Work order:
Everything from the line containing "column 234, row 905" to the end of the records must be restated word for word, and nothing else.

Task input:
# # # # #
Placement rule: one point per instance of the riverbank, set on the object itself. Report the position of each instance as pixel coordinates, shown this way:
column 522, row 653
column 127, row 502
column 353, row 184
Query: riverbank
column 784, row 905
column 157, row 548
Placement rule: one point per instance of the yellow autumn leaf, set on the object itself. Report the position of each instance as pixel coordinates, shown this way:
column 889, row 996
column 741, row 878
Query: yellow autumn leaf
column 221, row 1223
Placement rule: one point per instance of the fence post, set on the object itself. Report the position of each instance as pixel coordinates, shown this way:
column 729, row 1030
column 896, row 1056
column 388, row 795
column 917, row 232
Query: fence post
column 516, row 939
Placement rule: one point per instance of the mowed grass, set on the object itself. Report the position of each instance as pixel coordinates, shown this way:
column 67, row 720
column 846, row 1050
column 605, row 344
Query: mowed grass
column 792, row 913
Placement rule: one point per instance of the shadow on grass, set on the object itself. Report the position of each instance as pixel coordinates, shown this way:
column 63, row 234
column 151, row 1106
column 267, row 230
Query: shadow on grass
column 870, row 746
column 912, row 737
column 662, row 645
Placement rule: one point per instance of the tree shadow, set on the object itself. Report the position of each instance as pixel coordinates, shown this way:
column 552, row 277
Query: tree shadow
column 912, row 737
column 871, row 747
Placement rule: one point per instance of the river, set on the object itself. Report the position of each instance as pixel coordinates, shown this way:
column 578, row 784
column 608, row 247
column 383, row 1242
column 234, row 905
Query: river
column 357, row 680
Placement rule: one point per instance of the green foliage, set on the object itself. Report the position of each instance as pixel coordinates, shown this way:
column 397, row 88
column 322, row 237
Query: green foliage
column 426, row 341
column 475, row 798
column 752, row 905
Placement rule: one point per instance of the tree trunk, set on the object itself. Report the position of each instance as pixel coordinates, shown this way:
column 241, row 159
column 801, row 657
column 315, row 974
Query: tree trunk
# # # # #
Problem solution:
column 234, row 905
Query: river
column 357, row 680
Placement rule: one point per instance of the green foliage, set on the object itself. Report the position of each instance as pixel coordinates, shown this way:
column 397, row 88
column 322, row 237
Query: green foliage
column 426, row 341
column 475, row 798
column 752, row 905
Placement rule: one point per instance of the tree trunk, set on the object itself. Report the position of each instance as pixel coordinates, shown this way:
column 241, row 159
column 801, row 657
column 315, row 974
Query: tree trunk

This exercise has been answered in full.